• EXERCISE OBJECTIVE:
Rewrite every line of the rows, starting with the line that contains "object_class: nose" and going on through the end of the rows. Multiply each bounding-box coordinate by 0.65 and round it to a whole number, with halves rounding up, and leave every other line and word unchanged.
----- LISTING -----
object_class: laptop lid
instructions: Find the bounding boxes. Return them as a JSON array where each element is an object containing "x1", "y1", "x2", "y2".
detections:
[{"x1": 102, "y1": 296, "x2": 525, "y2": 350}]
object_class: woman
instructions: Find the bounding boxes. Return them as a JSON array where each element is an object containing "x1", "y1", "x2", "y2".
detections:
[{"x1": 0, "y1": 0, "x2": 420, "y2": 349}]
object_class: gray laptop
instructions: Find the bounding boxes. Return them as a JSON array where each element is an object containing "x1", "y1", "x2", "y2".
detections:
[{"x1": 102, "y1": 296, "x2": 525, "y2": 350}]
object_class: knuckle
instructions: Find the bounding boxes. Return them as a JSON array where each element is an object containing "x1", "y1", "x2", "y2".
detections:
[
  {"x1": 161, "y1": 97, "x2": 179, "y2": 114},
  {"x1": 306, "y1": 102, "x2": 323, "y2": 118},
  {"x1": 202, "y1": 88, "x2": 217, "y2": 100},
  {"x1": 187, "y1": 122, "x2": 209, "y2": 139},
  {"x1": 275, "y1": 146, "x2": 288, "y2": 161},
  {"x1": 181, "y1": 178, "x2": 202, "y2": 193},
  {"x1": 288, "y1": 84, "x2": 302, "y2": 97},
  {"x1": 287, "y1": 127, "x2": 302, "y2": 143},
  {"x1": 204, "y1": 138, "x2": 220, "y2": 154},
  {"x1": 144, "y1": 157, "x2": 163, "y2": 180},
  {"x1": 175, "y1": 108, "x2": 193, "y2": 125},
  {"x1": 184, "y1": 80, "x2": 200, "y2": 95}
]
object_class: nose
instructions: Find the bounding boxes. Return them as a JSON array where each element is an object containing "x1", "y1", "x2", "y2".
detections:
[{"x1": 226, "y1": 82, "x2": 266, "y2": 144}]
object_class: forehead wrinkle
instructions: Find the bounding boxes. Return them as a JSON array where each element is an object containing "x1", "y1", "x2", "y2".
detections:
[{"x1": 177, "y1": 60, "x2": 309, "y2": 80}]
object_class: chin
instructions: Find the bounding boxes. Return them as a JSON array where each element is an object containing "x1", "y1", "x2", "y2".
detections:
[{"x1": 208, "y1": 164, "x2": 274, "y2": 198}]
-----
• THE COMPLETED TASK:
object_class: nose
instructions: Find the bounding boxes. Return them as a JSON array where each element is an object containing "x1", "y1", "x2", "y2".
detections:
[{"x1": 147, "y1": 53, "x2": 173, "y2": 94}]
object_class: forehead wrinkle
instructions: Find the bounding boxes. Return them as a JSON array where each element is an object containing "x1", "y1", "x2", "y2".
detections:
[{"x1": 115, "y1": 39, "x2": 201, "y2": 52}]
object_class: chin
instructions: Find the bounding boxes. Return them as a JSON array where each element is an object containing "x1", "y1", "x2", "y2".
detections:
[{"x1": 135, "y1": 107, "x2": 178, "y2": 129}]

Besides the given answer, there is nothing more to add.